▸ CONSEGNA SCRITTA 1
Filtra i record: quali righe contengono la stringa "back"? Copiale tutte.

▸ BRANO SCELTO
+===+
Riportiamo dalla STAMPA di oggi, 01/09/2009, a pag. 36, l'articolo di Maurizio Molinari dal titolo " Ora Hollywood cambia idea: è fuga da Dubai ".

 Maurizio Molinari

Sex and the City ha fatto marcia indietro e Paris Hilton ha gettato la spugna: in poche settimane il mito di Dubai come nuova mecca dei produttori di Hollywood si è infranto contro l’insormontabile ostacolo delle rigide norme della sharia, la legge islamica che regola ogni aspetto della vita negli Emirati.
Per l’America è quasi uno shock da risveglio perché l’anno terribile della crisi economica ha visto emigrare verso i grattacieli di Dubai e Abu Dhabi schiere di aziende, imprenditori e liberi professionisti attirati da commesse e offerte di lavoro accompagnate da guadagni a molti zeri divenuti sempre più rari al di qua dell’Atlantico. Hollywood non era stata da meno anche grazie al precedente di Syriana, il film d’azione sui misfatti della Cia in Medioriente con George Clooney e Matt Demon che aveva sbancato il botteghino ed era stato in gran parte girato proprio fra le dune degli Emirati. Nel 2007 in realtà gli sceicchi locali avevano per la prima volta opposto un veto, impedendo di girare alcune scene di Body of Lies perché era un film sul terrorismo che non condannava a priori gli Stati Uniti come nel caso di Syriana. Ma quell’episodio era stato volutamente ignorato da produttori e registi convinti di riuscire a sopravvivere alla crisi del 2008 grazie alle coperture economiche offerte dagli Emirati.
Il risveglio più amaro è stato per Sex and the City perché il regista Michael Patrick King aveva immaginato di ambientare gran parte del secondo film ispirato dalla serie tivù fra le dune, ma ha dovuto rivedere in fretta i piani quando gli sceicchi gli hanno fatto sapere che «linguaggi» e «abbigliamenti» di attori ed attrici avrebbero dovuto rispettare rigidamente le norme della sharia. In concreto ciò significa niente alcol, nessuna imprecazione, niente abiti scollati, gonne corte, scene di sesso e neanche «effusioni fra i protagonisti». Per King avrebbe significato riscrivere Sex and the City obbligando Sarah Jessica Parker e le sue tre amiche a tali sacrifici da azzerare non solo il copione ma anche la trama stessa del più popolare serial degli ultimi anni.
La delusione della Parker, che teneva molto alla trasferta sul Golfo Persico, non ha fatto a tempo ad arrivare a Hollywood che anche Paris Hilton si è scottata alla stessa maniera. L’ereditiera aveva infatti messo in programma di girare a Dubai il nuovo show tv My New Bff («Il mio nuovo migliore amico di famiglia») ma il sogno del glamour arabeggiante si è infranto sugli stessi scogli che avevano affondato il progetto di King. Sul rispetto della sharia gli Emirati Arabi Uniti non accettano compromessi. A complicare le cose sono arrivati problemi di visti e contratti per alcuni componenti dello staff nonché il fallimentare debutto al botteghino di Shorts, l’unica coproduzione finora realizzata da Warner Brothers con la società cinematografica di Dubai «Imagenation». Gli incassi per soli 6,6 milioni di dollari di un film per ragazzi realizzato, questo sì, nel totale rispetto della legge islamica, hanno raffreddato gli entusiasmi di Hollywood e ora la joint-venture da un miliardo di dollari con Dubai sembra appesa a un filo. Chi invece ancora crede nel miraggio dei facili guadagni negli Emirati è National Geographic, che ha in cantiere due o tre film per i prossimi anni: trattandosi di temi che hanno a che vedere con storia e natura non teme di doversi imbattere sui veti dell’Islam.
+===+
▸ DATI DEL COMPITO
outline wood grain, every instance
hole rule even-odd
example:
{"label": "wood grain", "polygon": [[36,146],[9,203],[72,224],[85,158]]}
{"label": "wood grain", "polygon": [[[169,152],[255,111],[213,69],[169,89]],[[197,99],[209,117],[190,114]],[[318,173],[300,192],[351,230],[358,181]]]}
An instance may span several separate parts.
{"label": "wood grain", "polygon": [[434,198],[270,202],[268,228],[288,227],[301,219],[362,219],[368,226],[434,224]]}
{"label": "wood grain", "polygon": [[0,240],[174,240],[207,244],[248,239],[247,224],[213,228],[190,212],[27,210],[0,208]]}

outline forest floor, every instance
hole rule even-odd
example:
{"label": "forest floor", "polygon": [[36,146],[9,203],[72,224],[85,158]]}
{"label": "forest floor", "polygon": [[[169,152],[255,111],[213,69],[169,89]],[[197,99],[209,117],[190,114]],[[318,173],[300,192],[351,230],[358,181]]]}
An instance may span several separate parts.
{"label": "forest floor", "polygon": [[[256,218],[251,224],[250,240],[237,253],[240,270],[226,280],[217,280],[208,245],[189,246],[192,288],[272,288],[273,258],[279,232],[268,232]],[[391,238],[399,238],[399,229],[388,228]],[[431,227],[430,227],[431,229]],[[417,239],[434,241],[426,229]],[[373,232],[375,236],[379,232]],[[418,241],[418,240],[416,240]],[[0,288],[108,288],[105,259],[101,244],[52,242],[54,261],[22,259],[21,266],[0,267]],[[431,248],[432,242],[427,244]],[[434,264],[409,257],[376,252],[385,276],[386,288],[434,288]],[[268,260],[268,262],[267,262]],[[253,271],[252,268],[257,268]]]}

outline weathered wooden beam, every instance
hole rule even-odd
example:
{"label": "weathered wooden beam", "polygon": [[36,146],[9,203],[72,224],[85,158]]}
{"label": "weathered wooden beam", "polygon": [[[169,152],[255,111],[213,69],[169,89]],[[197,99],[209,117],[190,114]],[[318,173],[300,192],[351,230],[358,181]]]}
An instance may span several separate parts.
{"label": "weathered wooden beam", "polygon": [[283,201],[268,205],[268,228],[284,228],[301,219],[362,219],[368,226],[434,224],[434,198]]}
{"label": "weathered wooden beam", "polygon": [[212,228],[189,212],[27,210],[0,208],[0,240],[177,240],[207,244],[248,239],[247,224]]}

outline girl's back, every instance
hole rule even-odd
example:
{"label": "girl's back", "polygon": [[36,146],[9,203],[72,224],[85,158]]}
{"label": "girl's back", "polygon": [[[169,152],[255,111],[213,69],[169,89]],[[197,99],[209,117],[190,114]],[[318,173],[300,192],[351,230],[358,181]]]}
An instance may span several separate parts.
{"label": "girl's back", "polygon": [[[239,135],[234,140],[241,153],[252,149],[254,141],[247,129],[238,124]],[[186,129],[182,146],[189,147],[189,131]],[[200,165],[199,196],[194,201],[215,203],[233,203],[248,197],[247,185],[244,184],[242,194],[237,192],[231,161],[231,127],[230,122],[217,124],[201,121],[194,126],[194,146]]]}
+===+
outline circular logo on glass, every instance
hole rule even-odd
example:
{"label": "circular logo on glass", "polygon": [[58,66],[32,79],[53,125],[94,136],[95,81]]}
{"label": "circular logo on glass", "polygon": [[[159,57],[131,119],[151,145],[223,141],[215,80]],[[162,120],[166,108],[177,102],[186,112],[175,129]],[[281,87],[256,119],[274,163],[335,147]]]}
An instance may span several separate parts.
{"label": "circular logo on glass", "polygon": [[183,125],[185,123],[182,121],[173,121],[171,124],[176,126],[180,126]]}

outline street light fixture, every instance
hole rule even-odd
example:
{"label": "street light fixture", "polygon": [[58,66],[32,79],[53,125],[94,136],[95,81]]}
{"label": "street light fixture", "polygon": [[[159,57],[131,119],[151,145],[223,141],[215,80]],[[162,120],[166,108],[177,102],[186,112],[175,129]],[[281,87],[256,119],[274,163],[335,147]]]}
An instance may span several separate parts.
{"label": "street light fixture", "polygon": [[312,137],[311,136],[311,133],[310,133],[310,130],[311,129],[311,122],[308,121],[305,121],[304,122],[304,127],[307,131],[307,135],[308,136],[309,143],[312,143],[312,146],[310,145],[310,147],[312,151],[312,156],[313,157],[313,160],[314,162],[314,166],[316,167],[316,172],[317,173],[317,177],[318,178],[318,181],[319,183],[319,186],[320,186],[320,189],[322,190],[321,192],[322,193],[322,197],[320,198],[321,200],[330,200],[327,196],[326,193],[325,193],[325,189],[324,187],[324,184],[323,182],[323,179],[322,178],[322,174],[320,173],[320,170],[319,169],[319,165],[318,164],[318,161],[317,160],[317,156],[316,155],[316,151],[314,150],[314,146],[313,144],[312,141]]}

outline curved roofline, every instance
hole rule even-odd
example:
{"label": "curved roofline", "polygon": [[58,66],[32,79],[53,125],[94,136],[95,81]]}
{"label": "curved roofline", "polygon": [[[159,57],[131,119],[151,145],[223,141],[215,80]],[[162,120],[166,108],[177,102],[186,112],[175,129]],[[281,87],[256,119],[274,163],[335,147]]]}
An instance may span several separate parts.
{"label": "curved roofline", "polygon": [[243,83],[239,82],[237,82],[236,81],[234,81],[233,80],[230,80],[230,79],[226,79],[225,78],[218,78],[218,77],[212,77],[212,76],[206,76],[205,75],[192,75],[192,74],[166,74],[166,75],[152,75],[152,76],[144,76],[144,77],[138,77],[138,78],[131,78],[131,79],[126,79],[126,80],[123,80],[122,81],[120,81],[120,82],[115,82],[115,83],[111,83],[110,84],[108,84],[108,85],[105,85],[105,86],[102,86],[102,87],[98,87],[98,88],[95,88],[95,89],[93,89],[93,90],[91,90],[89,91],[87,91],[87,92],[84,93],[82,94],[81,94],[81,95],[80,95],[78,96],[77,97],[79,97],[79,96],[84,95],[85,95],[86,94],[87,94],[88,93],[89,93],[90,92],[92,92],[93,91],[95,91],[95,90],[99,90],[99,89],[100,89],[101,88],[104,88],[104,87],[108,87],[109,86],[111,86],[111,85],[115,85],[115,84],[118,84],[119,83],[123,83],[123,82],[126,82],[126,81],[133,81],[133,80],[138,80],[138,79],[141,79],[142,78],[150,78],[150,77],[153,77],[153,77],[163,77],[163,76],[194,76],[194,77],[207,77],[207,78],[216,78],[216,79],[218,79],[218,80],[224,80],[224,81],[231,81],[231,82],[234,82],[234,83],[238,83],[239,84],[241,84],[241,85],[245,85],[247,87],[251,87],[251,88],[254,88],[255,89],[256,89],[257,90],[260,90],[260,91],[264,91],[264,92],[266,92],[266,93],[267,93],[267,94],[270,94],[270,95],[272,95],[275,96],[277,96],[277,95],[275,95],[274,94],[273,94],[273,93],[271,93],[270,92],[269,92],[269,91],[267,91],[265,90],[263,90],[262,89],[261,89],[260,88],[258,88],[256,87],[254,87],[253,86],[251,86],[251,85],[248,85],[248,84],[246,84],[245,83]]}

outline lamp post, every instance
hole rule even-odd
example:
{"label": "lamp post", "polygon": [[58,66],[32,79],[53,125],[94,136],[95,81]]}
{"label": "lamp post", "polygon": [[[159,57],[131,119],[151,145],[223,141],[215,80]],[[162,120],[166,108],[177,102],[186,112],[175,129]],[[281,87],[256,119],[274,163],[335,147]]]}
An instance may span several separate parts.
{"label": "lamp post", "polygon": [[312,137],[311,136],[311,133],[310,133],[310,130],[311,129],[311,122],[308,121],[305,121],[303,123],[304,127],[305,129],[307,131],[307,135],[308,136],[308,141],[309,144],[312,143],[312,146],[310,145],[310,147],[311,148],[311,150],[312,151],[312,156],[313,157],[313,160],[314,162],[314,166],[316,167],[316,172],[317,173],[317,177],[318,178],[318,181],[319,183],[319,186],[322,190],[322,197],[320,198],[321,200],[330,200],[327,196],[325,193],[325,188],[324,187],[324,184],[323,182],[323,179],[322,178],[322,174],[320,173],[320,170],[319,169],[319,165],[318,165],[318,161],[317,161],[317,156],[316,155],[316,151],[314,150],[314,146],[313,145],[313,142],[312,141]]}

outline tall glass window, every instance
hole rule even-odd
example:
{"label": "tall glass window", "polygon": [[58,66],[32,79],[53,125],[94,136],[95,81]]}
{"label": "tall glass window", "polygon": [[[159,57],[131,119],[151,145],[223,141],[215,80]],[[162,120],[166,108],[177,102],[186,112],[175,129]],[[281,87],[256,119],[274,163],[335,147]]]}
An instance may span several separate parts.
+===+
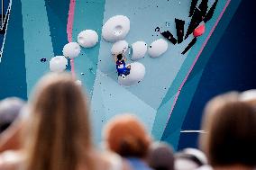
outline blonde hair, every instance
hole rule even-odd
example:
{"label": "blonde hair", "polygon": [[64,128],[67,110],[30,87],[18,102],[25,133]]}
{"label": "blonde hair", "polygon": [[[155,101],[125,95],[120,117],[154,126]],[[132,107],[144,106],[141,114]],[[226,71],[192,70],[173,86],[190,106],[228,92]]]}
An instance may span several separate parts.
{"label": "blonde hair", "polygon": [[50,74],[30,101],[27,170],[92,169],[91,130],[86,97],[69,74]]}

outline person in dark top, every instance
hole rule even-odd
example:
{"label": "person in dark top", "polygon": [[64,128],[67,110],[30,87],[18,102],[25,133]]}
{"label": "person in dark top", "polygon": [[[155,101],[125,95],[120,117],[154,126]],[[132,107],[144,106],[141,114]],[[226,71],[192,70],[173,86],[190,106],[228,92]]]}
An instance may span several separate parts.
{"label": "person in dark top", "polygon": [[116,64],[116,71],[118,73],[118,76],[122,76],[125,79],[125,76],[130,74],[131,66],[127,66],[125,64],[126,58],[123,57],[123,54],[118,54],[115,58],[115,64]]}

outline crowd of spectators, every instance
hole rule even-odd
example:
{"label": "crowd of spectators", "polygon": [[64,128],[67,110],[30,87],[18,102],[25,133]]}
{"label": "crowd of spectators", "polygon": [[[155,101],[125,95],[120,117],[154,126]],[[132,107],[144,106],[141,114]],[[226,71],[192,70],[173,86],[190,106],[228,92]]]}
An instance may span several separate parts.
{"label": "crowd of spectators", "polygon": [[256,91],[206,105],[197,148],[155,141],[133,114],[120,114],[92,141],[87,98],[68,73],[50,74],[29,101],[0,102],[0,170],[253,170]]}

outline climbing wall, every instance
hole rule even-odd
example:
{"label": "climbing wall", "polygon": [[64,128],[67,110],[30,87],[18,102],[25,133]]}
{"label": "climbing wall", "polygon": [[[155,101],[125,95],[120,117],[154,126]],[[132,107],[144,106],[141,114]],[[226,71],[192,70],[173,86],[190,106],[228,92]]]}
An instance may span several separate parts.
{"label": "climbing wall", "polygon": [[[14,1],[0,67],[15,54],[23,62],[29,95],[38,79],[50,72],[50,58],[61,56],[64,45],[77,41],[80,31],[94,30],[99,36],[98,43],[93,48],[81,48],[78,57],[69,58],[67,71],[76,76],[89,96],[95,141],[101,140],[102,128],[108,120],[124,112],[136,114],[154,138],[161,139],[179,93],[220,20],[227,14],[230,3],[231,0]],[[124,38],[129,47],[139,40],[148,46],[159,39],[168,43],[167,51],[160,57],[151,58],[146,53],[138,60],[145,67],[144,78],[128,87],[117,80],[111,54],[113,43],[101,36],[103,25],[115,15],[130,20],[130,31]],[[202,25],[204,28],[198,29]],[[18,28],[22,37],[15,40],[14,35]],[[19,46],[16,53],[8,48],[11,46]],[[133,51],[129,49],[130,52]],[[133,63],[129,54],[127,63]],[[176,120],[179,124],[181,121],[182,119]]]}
+===+
▸ CONSEGNA SCRITTA 2
Rispondi alle domande sull'articolo su Hollywood e Dubai:
(a) Quale film nel 2007 non ha potuto girare alcune scene negli Emirati per il veto degli sceicchi?
(b) Quanto ha incassato Shorts al botteghino?
(c) Chi ha ancora in cantiere due o tre film negli Emirati per i prossimi anni?

▸ RISULTATO FINALE 1
outline girl's back, every instance
{"label": "girl's back", "polygon": [[36,146],[9,203],[72,224],[85,158]]}
{"label": "girl's back", "polygon": [[[169,152],[255,111],[213,69],[169,89]],[[197,99],[209,117],[190,114]],[[318,173],[300,192],[351,230],[358,181]]]}
{"label": "girl's back", "polygon": [[[239,135],[234,140],[241,153],[252,149],[254,141],[247,129],[238,124]],[[186,129],[182,146],[189,147],[189,131]],[[200,165],[199,196],[194,201],[215,203],[233,203],[248,197],[247,185],[244,184],[242,194],[237,192],[231,161],[231,127],[230,122],[217,124],[201,121],[194,126],[194,146]]]}

▸ RISULTATO FINALE 2
(a) Body of Lies.
(b) 6,6 milioni di dollari.
(c) National Geographic.